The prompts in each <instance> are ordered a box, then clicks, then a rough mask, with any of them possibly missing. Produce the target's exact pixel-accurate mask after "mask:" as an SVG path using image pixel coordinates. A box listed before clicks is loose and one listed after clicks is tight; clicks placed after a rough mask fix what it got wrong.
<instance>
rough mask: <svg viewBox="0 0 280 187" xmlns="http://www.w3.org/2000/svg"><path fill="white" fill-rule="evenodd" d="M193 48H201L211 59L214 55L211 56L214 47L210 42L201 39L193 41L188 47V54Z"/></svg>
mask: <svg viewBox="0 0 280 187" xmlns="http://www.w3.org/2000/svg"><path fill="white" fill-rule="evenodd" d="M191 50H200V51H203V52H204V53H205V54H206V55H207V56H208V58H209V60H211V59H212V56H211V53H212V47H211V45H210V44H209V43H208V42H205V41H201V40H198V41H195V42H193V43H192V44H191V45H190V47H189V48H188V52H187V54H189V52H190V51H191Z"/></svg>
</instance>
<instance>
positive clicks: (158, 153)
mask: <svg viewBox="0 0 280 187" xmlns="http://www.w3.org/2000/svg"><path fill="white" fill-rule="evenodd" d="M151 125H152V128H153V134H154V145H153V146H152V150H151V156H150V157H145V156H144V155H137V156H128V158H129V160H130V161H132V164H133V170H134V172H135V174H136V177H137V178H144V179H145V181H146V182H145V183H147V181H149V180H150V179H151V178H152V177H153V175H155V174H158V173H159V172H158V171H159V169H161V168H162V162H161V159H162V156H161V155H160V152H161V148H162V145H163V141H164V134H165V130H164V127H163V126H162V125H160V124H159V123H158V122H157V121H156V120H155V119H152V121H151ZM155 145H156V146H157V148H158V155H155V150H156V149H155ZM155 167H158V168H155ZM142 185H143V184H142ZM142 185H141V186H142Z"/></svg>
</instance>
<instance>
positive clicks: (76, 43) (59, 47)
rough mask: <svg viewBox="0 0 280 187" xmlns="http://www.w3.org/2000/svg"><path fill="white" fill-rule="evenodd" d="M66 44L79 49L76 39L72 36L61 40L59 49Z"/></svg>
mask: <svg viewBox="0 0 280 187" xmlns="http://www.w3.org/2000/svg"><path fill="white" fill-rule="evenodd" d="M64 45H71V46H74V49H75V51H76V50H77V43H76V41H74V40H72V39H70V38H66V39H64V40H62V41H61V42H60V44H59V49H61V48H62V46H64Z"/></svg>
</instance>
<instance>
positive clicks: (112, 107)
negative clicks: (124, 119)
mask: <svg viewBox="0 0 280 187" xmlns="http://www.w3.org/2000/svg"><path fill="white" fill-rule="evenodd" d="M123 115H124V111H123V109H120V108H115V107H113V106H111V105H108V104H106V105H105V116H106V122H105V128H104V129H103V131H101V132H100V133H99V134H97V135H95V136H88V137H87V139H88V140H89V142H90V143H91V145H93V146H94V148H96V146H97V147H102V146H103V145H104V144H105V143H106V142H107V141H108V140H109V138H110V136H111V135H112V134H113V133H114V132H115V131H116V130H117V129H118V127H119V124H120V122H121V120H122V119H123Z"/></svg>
= = =
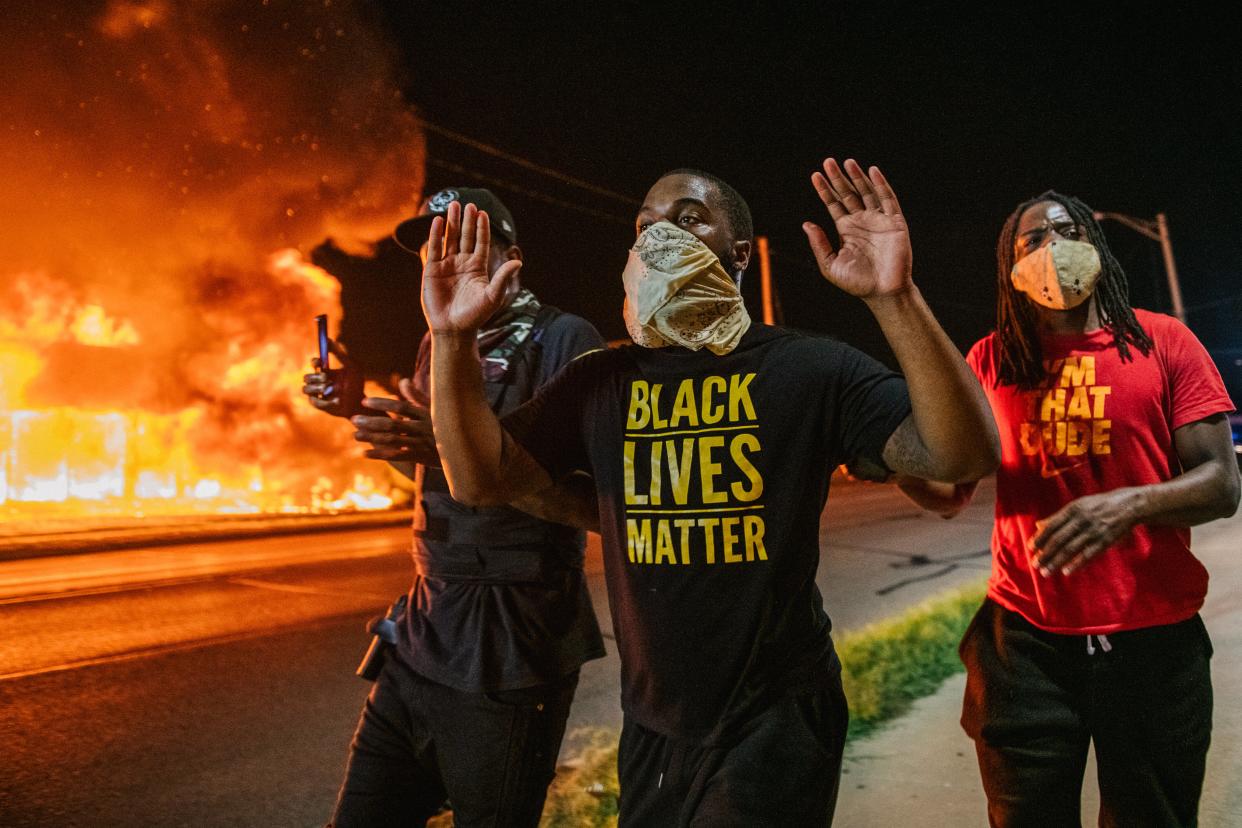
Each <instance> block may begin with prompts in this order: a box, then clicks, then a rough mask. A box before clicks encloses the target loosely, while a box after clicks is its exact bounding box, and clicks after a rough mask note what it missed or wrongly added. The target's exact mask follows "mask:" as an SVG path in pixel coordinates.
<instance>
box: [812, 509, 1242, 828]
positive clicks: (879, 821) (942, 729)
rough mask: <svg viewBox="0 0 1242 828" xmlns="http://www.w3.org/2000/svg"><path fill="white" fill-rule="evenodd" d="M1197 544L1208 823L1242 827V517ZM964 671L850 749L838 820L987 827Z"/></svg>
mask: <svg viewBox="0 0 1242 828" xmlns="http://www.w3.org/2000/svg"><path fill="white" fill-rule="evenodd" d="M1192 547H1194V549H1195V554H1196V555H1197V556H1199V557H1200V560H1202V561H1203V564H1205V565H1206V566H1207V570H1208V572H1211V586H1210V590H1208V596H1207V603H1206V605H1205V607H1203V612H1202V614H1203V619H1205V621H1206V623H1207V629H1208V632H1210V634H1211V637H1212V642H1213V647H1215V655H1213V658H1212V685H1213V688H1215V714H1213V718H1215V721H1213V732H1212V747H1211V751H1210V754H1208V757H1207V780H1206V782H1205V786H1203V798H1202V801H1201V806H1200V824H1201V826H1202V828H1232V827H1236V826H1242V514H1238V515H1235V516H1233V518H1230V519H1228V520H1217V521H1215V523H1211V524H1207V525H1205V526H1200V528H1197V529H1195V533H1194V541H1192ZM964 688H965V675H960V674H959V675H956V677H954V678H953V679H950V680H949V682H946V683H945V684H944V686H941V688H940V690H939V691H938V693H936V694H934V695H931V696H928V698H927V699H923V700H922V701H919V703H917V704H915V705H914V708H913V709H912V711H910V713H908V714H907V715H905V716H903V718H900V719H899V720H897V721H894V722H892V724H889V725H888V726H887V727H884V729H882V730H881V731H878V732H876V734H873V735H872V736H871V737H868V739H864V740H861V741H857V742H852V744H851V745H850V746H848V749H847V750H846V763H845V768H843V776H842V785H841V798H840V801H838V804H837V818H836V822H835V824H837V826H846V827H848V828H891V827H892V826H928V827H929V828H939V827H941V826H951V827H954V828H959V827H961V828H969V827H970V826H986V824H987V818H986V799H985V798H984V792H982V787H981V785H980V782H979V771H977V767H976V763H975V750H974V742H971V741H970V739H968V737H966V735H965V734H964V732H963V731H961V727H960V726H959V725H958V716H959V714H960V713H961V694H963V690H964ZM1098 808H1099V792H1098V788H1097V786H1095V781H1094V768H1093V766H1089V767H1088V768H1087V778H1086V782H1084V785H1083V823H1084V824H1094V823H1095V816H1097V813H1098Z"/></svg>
= = =
## Task prompt
Pull out each line of the rows above that contains the string "positive", treating uppercase and lowercase as different.

## Expected output
positive clicks: (158, 153)
positive clicks: (76, 43) (59, 47)
positive clicks: (112, 107)
positive clicks: (879, 821) (942, 729)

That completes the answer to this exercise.